───── Record excerpts ─────

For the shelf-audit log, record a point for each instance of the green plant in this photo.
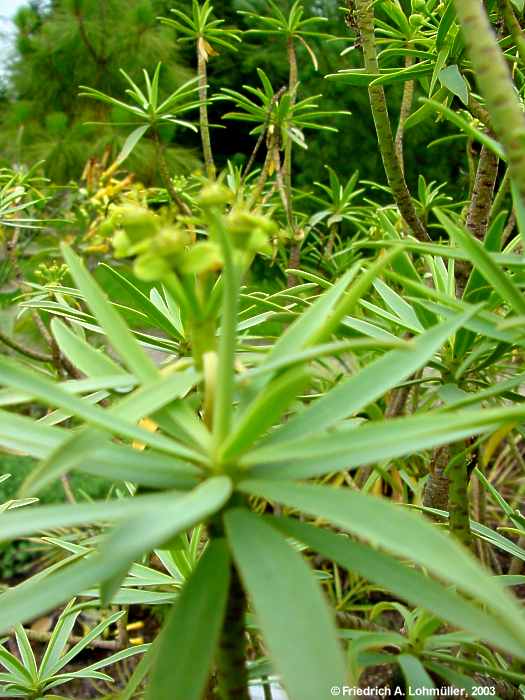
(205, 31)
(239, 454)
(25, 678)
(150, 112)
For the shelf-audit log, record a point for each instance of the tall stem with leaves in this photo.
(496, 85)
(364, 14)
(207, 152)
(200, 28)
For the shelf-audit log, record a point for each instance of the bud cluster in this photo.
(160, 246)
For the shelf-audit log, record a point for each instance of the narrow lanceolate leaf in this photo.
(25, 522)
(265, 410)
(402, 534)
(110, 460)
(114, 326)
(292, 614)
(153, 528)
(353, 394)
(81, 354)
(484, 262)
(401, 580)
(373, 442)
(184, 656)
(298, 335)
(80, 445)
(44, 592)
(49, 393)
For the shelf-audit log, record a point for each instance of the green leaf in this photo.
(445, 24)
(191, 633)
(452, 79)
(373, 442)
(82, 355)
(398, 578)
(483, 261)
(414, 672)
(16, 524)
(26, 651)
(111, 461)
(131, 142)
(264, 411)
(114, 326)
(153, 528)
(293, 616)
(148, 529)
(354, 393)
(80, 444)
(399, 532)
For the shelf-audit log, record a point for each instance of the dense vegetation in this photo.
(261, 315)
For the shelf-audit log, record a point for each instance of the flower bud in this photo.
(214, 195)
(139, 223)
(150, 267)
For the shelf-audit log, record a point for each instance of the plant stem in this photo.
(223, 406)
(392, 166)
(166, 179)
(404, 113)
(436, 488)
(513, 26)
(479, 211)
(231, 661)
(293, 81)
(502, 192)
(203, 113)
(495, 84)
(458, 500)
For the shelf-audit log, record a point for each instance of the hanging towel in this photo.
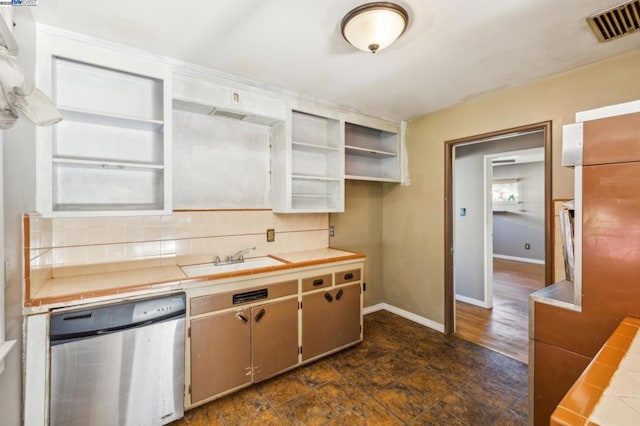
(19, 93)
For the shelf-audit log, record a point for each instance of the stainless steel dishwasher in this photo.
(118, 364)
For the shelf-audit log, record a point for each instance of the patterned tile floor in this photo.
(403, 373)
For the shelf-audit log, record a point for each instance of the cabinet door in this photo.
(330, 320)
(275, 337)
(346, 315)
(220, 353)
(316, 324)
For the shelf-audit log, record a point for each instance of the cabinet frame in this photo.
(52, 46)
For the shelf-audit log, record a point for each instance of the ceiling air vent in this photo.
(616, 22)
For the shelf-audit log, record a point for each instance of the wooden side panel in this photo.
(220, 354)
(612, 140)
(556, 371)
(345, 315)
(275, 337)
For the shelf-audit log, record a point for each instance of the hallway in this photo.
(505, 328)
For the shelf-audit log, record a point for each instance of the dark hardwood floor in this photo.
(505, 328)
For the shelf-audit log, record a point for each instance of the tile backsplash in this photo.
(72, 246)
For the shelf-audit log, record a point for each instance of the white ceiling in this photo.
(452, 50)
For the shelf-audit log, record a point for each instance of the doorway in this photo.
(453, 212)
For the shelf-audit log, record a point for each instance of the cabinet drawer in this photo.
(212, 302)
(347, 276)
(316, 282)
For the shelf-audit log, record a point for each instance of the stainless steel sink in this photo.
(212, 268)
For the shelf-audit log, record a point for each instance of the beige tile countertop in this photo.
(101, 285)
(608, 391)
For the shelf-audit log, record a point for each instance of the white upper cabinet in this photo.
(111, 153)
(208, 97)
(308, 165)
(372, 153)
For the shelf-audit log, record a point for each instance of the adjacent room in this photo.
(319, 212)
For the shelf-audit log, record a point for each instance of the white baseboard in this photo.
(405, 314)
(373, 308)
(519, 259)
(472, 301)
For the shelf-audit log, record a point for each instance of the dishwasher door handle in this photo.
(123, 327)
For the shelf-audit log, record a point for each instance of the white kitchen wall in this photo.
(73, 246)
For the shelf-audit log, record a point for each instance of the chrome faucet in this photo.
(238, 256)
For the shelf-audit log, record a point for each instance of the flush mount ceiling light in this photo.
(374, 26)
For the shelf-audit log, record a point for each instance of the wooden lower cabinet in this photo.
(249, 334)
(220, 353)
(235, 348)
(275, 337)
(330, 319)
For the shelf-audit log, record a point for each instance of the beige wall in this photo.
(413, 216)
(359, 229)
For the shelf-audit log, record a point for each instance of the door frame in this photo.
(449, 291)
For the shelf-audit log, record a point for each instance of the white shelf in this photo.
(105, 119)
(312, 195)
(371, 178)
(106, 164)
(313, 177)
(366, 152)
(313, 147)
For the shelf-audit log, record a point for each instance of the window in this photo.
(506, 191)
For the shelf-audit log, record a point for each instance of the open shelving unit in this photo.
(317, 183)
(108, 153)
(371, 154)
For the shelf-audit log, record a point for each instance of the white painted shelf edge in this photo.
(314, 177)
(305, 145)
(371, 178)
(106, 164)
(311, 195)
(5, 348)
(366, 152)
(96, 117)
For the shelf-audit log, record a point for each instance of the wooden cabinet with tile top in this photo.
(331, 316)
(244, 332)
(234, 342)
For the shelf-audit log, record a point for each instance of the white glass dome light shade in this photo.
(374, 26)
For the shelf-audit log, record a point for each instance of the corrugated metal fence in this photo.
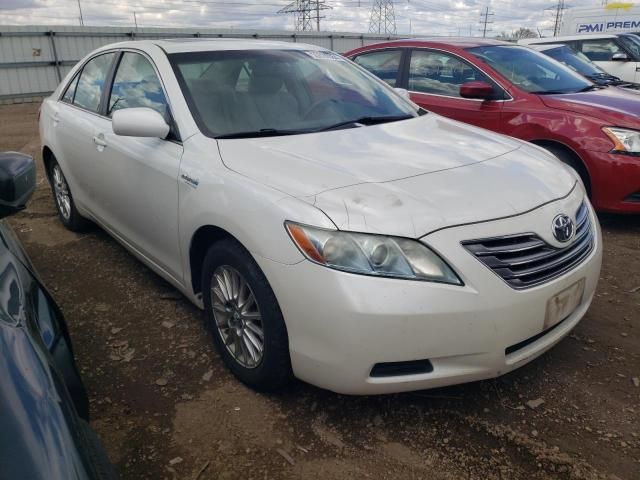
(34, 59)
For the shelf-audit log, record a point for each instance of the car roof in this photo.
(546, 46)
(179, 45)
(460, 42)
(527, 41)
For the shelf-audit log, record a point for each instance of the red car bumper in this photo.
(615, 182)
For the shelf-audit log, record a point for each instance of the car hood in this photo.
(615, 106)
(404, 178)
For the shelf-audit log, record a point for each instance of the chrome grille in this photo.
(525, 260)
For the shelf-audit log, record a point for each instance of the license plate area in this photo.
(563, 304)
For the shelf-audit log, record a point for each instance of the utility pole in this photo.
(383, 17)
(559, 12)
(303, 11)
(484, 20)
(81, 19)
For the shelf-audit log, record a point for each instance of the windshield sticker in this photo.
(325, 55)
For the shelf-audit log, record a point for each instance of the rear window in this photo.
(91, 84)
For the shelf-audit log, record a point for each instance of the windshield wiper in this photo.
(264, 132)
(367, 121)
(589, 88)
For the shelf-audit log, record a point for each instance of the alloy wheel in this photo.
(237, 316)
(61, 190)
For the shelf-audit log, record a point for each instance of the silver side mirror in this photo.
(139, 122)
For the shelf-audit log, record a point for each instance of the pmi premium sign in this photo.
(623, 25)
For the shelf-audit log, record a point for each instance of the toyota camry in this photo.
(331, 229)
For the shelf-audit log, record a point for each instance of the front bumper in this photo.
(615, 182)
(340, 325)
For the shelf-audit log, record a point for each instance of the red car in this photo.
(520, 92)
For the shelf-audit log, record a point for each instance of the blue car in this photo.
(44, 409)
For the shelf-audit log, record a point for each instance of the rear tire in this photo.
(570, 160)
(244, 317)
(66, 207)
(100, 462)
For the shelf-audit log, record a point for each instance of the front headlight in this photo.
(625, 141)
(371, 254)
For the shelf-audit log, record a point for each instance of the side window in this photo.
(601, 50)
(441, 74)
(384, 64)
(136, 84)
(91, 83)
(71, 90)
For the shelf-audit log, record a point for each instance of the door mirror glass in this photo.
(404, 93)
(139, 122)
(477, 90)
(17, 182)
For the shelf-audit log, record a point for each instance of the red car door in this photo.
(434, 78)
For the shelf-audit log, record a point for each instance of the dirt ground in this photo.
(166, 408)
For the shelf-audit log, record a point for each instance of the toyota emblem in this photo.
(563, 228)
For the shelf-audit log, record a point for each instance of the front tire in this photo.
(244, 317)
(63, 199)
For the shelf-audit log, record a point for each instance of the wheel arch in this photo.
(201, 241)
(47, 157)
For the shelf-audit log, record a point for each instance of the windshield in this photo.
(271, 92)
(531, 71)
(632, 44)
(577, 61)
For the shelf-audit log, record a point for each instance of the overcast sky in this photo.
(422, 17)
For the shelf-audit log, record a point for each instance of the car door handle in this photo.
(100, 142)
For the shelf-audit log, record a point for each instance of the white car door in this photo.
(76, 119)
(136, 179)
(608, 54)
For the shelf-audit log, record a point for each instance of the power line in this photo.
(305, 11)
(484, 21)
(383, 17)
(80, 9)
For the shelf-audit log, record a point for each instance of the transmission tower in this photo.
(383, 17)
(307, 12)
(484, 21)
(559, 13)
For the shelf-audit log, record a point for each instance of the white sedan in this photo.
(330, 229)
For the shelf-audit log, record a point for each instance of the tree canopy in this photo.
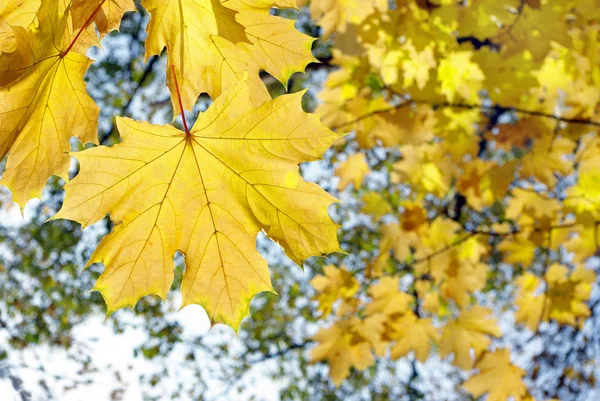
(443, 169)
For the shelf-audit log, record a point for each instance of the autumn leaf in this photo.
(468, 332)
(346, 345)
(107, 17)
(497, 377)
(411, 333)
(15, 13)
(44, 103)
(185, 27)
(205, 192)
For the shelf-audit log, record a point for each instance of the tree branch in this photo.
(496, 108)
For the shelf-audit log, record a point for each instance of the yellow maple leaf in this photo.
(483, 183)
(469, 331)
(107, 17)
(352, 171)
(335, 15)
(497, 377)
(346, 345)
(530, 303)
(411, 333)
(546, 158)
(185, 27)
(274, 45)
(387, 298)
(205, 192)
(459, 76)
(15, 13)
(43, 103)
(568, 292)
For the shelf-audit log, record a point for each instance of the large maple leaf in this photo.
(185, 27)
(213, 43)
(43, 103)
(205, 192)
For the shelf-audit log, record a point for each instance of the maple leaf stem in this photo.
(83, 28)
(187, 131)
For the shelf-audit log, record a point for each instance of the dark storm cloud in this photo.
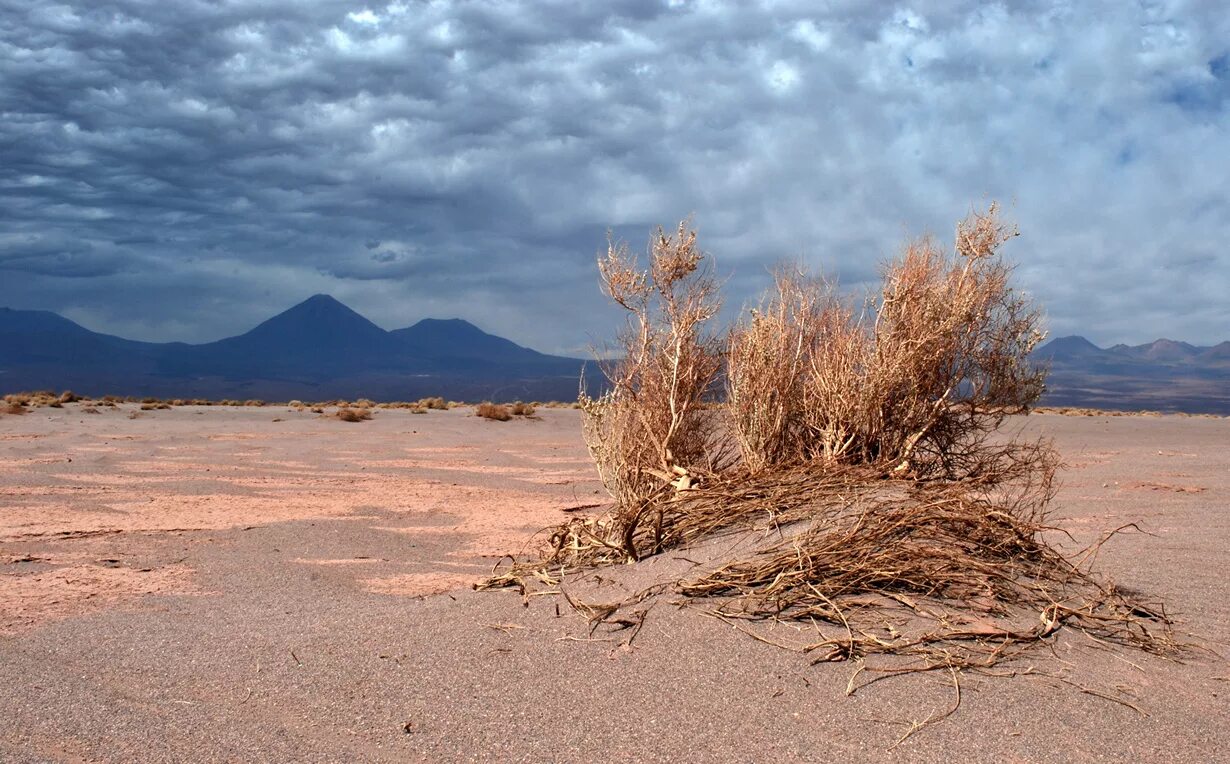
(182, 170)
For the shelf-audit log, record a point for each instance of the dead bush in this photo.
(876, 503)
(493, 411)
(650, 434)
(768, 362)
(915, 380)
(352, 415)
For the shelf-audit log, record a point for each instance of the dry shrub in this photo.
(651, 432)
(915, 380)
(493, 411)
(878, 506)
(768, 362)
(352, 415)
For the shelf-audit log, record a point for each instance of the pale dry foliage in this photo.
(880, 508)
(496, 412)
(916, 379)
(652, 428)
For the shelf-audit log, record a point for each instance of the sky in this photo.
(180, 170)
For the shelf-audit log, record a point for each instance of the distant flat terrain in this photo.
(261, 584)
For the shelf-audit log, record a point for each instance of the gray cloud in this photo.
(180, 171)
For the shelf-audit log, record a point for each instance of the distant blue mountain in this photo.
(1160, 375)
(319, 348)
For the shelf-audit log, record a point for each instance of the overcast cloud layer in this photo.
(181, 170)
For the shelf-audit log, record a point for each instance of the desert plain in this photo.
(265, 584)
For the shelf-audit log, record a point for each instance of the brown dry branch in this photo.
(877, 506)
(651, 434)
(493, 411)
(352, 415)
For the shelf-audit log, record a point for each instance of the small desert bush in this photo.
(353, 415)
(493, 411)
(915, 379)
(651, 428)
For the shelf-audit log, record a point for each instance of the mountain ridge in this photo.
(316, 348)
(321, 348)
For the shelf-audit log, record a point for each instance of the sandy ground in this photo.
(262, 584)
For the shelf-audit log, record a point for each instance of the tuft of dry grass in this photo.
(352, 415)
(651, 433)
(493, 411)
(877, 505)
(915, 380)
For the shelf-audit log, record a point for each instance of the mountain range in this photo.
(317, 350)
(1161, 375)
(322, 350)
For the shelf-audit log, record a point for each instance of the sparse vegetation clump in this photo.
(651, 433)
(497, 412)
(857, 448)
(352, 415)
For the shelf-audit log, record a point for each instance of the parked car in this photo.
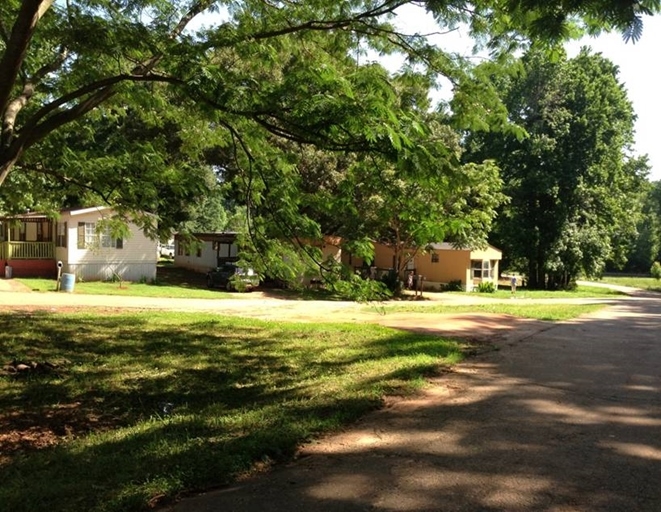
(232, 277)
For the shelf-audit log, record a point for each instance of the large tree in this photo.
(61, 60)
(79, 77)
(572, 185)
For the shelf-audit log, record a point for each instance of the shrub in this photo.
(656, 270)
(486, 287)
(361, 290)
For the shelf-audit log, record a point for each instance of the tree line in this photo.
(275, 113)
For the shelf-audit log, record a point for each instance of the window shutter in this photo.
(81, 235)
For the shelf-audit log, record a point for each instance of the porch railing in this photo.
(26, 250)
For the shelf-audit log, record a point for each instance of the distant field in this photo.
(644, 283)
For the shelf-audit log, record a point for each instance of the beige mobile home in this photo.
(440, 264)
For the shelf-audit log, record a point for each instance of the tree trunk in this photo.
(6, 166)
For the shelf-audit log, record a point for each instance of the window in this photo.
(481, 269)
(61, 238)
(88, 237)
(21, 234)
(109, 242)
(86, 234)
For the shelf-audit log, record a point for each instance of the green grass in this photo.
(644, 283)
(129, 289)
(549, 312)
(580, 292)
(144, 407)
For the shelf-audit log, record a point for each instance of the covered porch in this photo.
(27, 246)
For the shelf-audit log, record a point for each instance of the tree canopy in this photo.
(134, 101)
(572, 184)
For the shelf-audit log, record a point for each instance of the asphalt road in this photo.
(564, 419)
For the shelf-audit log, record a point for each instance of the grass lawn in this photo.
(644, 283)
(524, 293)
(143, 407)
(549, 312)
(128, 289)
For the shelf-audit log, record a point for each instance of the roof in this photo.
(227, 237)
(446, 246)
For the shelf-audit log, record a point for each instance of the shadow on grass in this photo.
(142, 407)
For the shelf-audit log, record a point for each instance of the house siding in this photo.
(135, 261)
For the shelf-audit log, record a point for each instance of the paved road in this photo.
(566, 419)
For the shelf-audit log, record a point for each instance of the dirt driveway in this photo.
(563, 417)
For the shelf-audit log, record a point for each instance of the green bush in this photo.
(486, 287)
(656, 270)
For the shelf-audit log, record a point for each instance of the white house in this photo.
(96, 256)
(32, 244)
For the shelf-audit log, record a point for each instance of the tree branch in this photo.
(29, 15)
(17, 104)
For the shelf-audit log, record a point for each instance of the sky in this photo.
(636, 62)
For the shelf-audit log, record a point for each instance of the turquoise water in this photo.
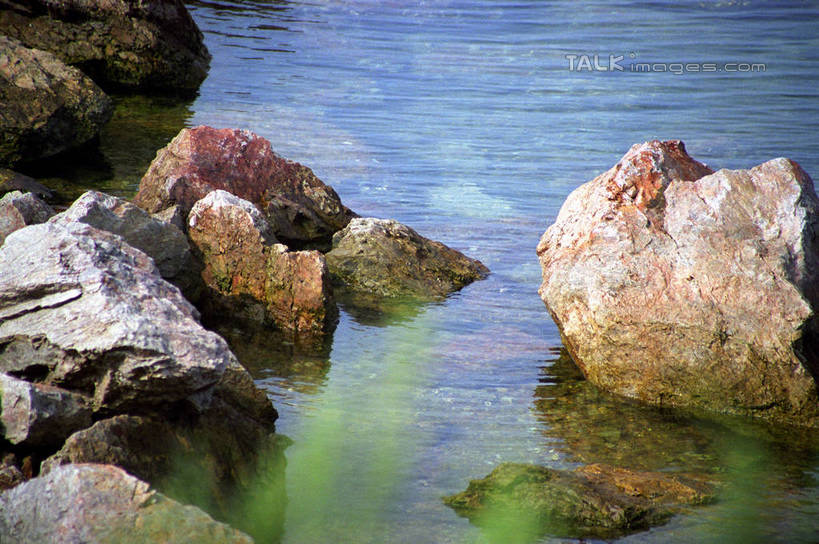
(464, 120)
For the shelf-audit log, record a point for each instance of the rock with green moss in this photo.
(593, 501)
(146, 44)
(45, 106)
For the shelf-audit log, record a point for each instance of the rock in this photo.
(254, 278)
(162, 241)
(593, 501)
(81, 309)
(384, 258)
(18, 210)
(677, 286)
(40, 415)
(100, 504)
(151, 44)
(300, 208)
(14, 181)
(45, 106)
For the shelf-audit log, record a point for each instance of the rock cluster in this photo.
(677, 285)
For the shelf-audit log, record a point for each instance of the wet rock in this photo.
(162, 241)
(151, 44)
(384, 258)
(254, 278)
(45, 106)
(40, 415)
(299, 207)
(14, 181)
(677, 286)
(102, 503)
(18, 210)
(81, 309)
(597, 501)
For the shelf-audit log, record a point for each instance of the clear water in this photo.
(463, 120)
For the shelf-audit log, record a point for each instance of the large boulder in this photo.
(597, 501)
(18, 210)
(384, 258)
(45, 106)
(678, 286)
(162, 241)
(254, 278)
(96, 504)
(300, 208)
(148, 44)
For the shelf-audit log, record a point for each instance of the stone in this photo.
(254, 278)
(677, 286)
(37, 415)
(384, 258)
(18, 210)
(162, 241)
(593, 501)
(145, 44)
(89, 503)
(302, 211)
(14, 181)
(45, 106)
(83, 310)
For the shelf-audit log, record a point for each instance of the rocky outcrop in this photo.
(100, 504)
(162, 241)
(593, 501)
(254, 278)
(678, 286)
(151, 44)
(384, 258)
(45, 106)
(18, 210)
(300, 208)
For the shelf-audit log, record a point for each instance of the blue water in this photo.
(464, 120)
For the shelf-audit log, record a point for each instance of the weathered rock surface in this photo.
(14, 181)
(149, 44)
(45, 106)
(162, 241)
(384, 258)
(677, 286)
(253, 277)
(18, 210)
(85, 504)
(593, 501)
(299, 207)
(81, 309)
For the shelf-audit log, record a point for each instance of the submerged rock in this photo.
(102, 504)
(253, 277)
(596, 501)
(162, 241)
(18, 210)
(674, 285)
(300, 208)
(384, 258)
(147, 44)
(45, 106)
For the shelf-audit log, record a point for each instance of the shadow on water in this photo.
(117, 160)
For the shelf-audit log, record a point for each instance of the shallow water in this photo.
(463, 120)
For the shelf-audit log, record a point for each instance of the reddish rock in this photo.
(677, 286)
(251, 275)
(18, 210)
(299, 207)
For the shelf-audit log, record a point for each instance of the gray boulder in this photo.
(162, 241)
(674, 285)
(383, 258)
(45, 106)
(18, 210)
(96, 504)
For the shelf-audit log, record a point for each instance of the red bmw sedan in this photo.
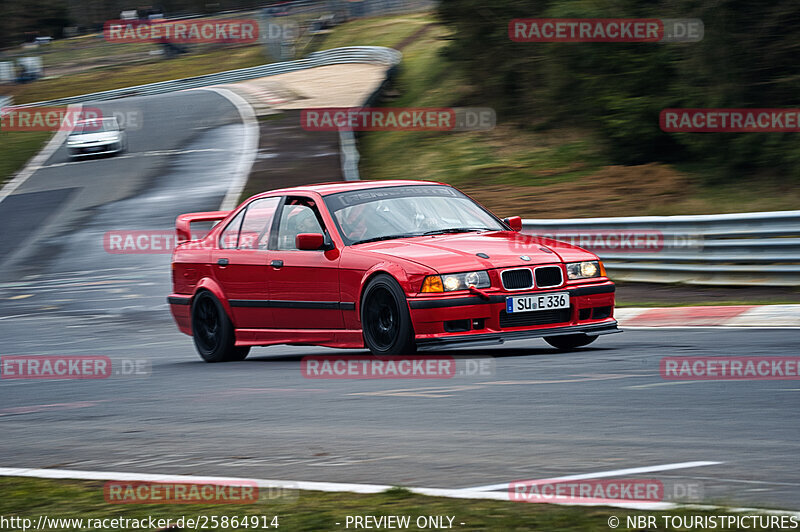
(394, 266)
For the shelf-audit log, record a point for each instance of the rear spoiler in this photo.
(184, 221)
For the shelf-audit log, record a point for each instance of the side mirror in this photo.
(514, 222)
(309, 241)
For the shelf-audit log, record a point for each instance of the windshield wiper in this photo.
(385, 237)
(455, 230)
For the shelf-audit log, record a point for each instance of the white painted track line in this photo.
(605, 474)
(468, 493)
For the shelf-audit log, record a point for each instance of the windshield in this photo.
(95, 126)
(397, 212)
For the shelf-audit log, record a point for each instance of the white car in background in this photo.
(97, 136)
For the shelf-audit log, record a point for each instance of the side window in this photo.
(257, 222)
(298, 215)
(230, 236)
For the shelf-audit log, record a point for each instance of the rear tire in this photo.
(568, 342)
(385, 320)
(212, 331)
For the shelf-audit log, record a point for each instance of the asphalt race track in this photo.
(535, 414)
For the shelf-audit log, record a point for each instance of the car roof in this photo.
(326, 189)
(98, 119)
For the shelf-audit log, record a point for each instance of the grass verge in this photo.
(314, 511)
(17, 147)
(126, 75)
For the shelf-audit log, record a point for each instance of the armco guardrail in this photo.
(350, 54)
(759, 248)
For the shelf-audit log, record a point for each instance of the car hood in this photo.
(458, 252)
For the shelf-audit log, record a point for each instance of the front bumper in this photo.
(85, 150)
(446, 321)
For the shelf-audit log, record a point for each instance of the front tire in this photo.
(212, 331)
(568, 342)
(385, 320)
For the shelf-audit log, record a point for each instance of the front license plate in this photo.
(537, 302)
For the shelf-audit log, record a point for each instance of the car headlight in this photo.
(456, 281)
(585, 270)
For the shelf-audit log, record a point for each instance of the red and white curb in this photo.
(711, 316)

─────

● **Set exercise**
Take the line holding "track in this photo." and all lines after it through the end of the data, and set them down exactly.

● **The completed task**
For the shelf-audit log, record a point for each instance of the asphalt race track in this photo.
(535, 414)
For the shelf-audit log, record a point for each instance of the car roof in this photo.
(326, 189)
(98, 119)
For the shelf-audit log, record a point for each instance of the grass verge in this photo.
(314, 511)
(17, 147)
(126, 75)
For the shelf-audit log, record a point for each instance of the armco guardrail in this photo.
(350, 54)
(759, 248)
For the shelf-audit log, record a point for each instance of the car hood in this photo.
(458, 252)
For the shelf-audit log, record a point for each instance of the front bumper in this photo.
(85, 150)
(446, 321)
For the shelf-audit log, record a point for each instance of the front tire in this photo.
(212, 331)
(568, 342)
(385, 320)
For the shelf-audit log, record a point for each instance of the front license plate in this photo.
(537, 302)
For the shelf-audit log, record a point for each instance of the car headlight in this photo.
(456, 281)
(585, 270)
For the shelf-audit log, record a point for each instance of the red and white curb in this photo.
(711, 316)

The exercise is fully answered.